If you didn't have a chance to look this up, it might have been a bit confusing to you.
But today we have another nickname type situation happening with King Azariah of Judah.
He also goes by the name Uzziah.
When we read about him in Second Kings, he's Azariah,
but when we read about him in Second Chronicles,
he's Uzziah.
He's just taken over after his father's death,
and we don't hear much about him
except that he's a pretty good king.
High place is notwithstanding
because they're still standing.
But then things take a turn.
After his people maybe invent the catapult
and a series of military victories make him rich and famous,
Azariah grows prideful. He decides he wants to burn incense in the temple in
Jerusalem, which is a big no-no unless you're a priest. When the text describes
this by saying, he was unfaithful to the Lord his God, it uses the same word that
is often used for marital unfaithfulness.
The actual priests are aghast, and 81 of them, including one who shares the name Azariah,
rush in to rebuke him, but he's unrepentant.
And when he grows angry with the priests, God strikes him with leprosy.
What's interesting to me about this text is that it seems to indicate he never actually
lights the censer to burn the incense.
They stop him before he can.
And if that's true, then even though he doesn't physically commit the sin here, his heart
is still set on it.
So when God strikes him with leprosy, it really seems like the motives of his heart are what's
being judged here.
He has to leave the temple immediately to prevent defiling it.
And after this, he lives in a separate house,
because of the cleanliness laws we read about in Leviticus 13.
He likely either stopped performing the roles of king when he became ill,
or co-reigned with his son Jotham until Jotham officially took over for him.
Jotham was considered to be a good king, mostly walking in God's ways,
but you guessed it, those high places in Judah are still as untouched as ever.
Meanwhile in Israel, we quickly move through five kings, most of whom kill the previous
king.
These short-lived kings and the way their reigns end show us how the Kingdom of Israel
is really on the decline.
This shouldn't surprise us though, for two reasons.
First, not only do we know that God's promise is connected to the other kingdom,
the southern kingdom of Judah, the line of David,
but we also got a little heads up from God that there was a deadline for the northern kingdom of Israel.
We read a reminder of this today in 1512,
but we first read it a few days ago in 2 Kings 1030, when God said to Jehu, "'Because you have done well in carrying out what is right in my eyes,
and have done to the house of Ahab according to all that was in my heart,
your sons of the fourth generation shall sit on the throne of Israel.'"

TASK BRIEF: Extend the commentary on King Azariah and the kings of Israel, picking up after its final sentence. The listing below the text comes from a separate source.

MATERIAL:

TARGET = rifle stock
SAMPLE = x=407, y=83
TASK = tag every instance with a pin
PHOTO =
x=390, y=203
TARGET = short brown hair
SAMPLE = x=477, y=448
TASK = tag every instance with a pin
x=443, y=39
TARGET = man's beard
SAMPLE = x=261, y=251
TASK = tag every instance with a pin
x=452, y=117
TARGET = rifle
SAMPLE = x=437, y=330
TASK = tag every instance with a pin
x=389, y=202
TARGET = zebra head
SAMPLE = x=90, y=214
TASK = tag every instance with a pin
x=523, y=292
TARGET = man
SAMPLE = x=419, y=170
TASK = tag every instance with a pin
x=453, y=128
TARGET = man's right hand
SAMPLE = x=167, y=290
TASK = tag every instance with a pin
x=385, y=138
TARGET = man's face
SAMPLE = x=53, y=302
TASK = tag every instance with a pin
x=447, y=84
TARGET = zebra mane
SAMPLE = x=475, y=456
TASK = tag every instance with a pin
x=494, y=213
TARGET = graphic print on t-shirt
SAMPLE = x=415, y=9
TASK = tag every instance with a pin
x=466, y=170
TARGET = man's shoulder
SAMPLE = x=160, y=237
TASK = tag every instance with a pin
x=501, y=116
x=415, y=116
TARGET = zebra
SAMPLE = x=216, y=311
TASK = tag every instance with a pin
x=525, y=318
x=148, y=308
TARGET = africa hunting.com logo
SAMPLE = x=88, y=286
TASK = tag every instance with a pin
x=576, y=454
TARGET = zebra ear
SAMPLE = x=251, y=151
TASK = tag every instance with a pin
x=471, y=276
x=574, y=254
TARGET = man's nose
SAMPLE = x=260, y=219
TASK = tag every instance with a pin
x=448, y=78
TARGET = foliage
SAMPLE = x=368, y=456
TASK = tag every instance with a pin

FINAL RESULT:
So now we have all these short-term wicked kings cropping up,
and it's become really evident that we've crossed that fourth generation threshold.
And the Northern Kingdom seems to be unraveling.
Today my godshot came from the incident in the temple where God struck Azariah Uzziah
with leprosy.
The first thing that struck me was God's holiness.
He refused to let the king defile his temple.
The second thing I realized about this was how efficiently and thoroughly God handled
that situation.
He punished Azariah Uzziah's rebellion while effectively stopping him from lighting the incense
and ensuring that he had to leave the premises and not return,
and he toppled him as king without even killing him, which is also merciful.
So many of God's attributes are on display in this one scene.
Not to mention the kind of wisdom it takes to come up with something that works on so
many levels.
Righteous, efficient, thorough, merciful, wise, wow.
He's where the joy is.
Tomorrow we'll be starting the book of Isaiah.
It's 66 chapters long.
We're linking to a short video overview in the show notes that covers the first part
of Isaiah, and we'll link to the second video on Day 206 before we begin the second
part of Isaiah.
The video is 8 minutes long, so check it out if you have some time to spare.
OK Bible readers, it's time for our weekly check-in.
Is it hard for you to keep all these names and places straight as we're going back
and forth between the Northern and Southern Kingdoms and so many kings? I feel you. As
a reminder, there will not be a test. The point is not for you to be able to build out
an OT Kings timeline. The point is for you to look for and find God in these stories
we're reading. He's there on those pages, and he's there with you. And I'm asking him to keep bringing you back
into his word every day for more joy
and more intimacy with him.
I'll see you back here tomorrow.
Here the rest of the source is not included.